ECLI:NL:HR:2011:BP4587

Hoge Raad

Datum uitspraak
19 april 2011
Publicatiedatum
5 april 2013
Zaaknummer
09/03582
Instantie
Hoge Raad
Type
Uitspraak
Rechtsgebied
Strafrecht
Procedures
  • Cassatie
Rechters
Vindplaatsen
  • Rechtspraak.nl
AI samenvatting door LexboostAutomatisch gegenereerd

Cassatie over openlijk geweld in vereniging met lichamelijk letsel

In deze zaak heeft de Hoge Raad op 19 april 2011 uitspraak gedaan in een cassatieprocedure tegen een arrest van het Gerechtshof te Arnhem. De verdachte was beschuldigd van openlijk geweld in vereniging, gepleegd op 16 december 2006 te Nijmegen, waarbij hij samen met anderen geweld had gebruikt tegen twee slachtoffers. De tenlastelegging omvatte het stompen, slaan en schoppen van de slachtoffers, wat resulteerde in lichamelijk letsel, waaronder een bloedende hoofdwond. De advocaat van de verdachte, mr. S.F.W. van 't Hullenaar, heeft middelen van cassatie ingediend, waarbij hij betoogde dat de bewezenverklaring niet voldoende was gemotiveerd, met name voor wat betreft de rol van de verdachte in het geweld tegen een van de slachtoffers.

De Advocaat-Generaal Silvis heeft geconcludeerd tot vernietiging van de bestreden uitspraak, maar alleen voor het onderdeel waarin de verdachte werd beschuldigd van stompen en/of slaan. De Hoge Raad heeft echter geoordeeld dat de bewezenverklaring voldoende was onderbouwd en dat het niet noodzakelijk was dat de bewijsmiddelen specifiek aantonen dat de verdachte het geweld tegen het hoofd of lichaam van het slachtoffer heeft gepleegd. De Hoge Raad herhaalde relevante overwegingen uit eerdere jurisprudentie en concludeerde dat het voldoende is dat de verdachte een significante bijdrage heeft geleverd aan het geweld.

Uiteindelijk heeft de Hoge Raad het beroep verworpen, wat betekent dat de eerdere uitspraak van het Gerechtshof in stand blijft. Dit arrest benadrukt de vereisten voor de bewijsvoering in zaken van openlijk geweld in vereniging en de rol van de verdachte daarin.

## Records
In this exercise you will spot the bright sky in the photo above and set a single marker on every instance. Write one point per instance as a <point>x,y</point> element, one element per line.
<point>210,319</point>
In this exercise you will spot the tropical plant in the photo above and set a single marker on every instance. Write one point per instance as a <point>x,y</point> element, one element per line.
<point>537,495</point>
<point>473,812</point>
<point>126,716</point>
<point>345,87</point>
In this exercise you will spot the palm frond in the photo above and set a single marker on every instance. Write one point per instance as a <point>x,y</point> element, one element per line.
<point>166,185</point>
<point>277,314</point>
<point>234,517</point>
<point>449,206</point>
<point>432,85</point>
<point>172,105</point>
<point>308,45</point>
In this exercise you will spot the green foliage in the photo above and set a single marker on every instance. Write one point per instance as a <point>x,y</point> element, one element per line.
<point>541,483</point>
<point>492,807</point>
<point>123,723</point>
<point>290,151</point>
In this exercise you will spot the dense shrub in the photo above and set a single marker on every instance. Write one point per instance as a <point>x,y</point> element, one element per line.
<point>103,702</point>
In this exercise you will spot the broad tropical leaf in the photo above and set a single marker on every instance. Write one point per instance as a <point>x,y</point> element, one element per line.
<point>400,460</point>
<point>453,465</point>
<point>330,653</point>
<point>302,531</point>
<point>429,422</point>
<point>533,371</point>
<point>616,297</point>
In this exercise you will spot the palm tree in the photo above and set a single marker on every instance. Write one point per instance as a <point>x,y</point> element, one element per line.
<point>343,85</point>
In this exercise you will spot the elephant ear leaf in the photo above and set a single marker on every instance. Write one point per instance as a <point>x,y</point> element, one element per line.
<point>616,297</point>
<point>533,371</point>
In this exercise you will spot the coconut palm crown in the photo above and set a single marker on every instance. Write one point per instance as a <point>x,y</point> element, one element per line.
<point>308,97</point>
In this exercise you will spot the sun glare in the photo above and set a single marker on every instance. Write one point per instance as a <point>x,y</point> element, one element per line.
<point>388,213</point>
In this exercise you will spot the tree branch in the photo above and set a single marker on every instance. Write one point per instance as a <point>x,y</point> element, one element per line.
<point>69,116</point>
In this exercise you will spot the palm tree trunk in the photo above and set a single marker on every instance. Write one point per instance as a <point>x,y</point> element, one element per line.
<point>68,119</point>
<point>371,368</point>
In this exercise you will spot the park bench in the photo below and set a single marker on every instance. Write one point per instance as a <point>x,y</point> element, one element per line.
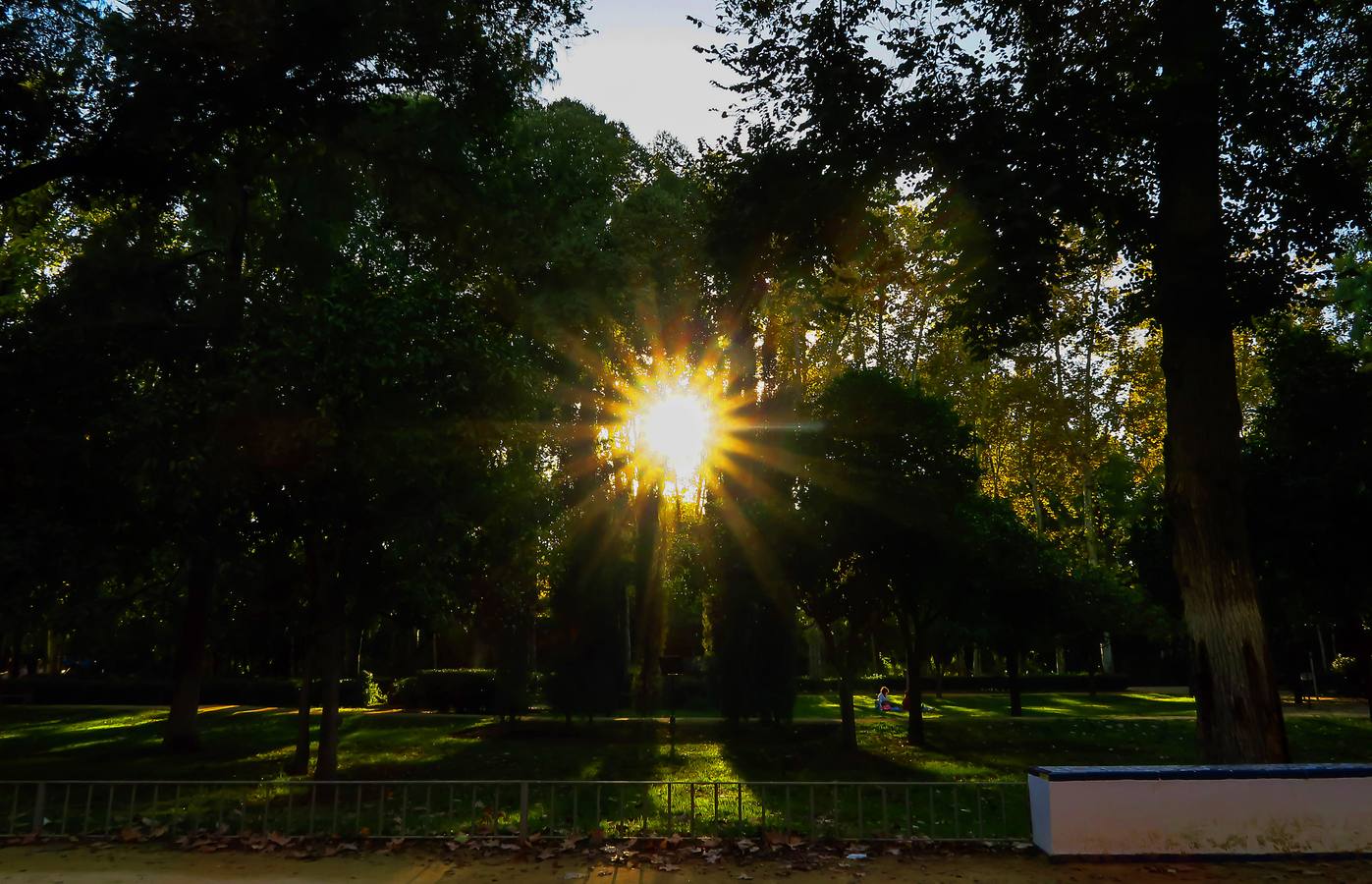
<point>16,691</point>
<point>1202,810</point>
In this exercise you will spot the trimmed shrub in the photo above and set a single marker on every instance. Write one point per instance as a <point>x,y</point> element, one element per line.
<point>283,692</point>
<point>448,691</point>
<point>966,684</point>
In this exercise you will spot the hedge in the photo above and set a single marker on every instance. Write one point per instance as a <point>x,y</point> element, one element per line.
<point>968,684</point>
<point>446,691</point>
<point>283,692</point>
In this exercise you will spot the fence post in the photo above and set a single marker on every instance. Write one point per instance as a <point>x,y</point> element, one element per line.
<point>37,807</point>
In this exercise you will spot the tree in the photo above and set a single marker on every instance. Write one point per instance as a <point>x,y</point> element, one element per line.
<point>887,470</point>
<point>1022,117</point>
<point>1310,479</point>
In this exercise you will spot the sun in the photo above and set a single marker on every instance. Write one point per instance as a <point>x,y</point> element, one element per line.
<point>676,428</point>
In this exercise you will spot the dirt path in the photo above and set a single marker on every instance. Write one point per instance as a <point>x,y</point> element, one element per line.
<point>158,865</point>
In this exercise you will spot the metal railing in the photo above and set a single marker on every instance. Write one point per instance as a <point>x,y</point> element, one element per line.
<point>516,808</point>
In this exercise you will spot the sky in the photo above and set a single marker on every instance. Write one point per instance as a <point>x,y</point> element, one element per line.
<point>641,69</point>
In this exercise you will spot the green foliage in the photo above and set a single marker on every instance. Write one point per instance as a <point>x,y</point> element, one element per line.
<point>279,692</point>
<point>452,691</point>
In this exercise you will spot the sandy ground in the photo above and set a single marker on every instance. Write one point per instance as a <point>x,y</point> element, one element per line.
<point>159,865</point>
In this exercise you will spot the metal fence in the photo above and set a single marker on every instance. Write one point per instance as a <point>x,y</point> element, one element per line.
<point>518,808</point>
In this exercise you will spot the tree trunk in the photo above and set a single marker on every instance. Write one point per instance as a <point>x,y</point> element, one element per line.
<point>843,665</point>
<point>1367,667</point>
<point>652,610</point>
<point>301,763</point>
<point>1237,707</point>
<point>849,726</point>
<point>914,690</point>
<point>322,559</point>
<point>1015,697</point>
<point>331,670</point>
<point>183,731</point>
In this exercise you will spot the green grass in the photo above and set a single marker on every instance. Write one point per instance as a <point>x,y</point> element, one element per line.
<point>970,738</point>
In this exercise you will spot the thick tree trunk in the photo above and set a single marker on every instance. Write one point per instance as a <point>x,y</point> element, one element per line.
<point>183,732</point>
<point>1237,707</point>
<point>331,670</point>
<point>1015,696</point>
<point>321,562</point>
<point>301,763</point>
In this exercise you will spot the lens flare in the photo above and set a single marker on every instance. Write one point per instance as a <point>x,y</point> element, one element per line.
<point>677,427</point>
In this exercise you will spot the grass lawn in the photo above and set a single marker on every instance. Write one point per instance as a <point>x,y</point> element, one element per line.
<point>970,738</point>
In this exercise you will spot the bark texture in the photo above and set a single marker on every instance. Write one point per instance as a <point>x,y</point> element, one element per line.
<point>183,732</point>
<point>1237,708</point>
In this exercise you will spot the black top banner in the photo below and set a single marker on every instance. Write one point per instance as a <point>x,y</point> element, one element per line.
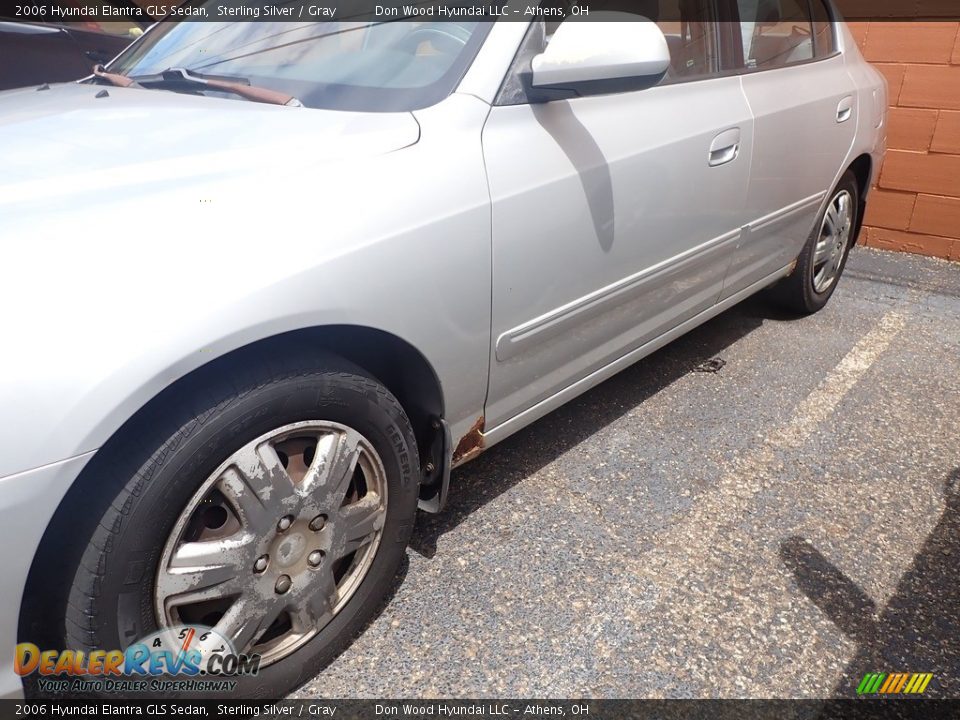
<point>148,11</point>
<point>490,709</point>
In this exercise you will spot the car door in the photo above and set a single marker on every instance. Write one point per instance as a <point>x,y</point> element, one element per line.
<point>614,216</point>
<point>804,107</point>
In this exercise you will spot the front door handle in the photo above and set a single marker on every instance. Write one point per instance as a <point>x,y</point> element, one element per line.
<point>845,109</point>
<point>725,147</point>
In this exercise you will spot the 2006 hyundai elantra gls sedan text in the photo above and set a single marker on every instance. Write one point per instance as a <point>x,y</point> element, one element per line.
<point>265,284</point>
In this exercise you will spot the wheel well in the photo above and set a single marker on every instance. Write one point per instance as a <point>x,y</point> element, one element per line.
<point>399,366</point>
<point>862,169</point>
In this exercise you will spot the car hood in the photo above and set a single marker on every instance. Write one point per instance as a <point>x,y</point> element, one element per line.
<point>73,138</point>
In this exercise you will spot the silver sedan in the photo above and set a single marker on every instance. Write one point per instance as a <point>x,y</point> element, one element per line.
<point>267,283</point>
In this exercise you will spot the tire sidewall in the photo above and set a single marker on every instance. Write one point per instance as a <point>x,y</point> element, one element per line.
<point>174,474</point>
<point>812,299</point>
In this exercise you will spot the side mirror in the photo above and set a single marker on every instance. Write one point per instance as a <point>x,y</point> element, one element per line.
<point>610,52</point>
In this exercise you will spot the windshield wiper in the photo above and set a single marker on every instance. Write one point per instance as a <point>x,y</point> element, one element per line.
<point>113,78</point>
<point>182,76</point>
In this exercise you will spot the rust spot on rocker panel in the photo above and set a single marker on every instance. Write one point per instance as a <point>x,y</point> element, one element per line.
<point>471,444</point>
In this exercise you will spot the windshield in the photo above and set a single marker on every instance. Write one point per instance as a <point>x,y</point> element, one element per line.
<point>390,66</point>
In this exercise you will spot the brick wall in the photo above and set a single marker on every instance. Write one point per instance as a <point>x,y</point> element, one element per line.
<point>916,207</point>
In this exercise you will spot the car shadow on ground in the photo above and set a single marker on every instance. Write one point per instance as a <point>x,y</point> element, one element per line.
<point>526,452</point>
<point>918,630</point>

## Opdracht
Beantwoord aan de hand van de brontekst over openlijk geweld in vereniging deze vragen:
1. Op welke datum is de uitspraak gepubliceerd?
2. In welke plaats werd het geweld gepleegd?
3. Wat besliste de Hoge Raad uiteindelijk over het beroep?
De records zijn hierbij niet nodig.

## Eindantwoord
1. Op 5 april 2013.
2. In Nijmegen.
3. De Hoge Raad verwierp het beroep.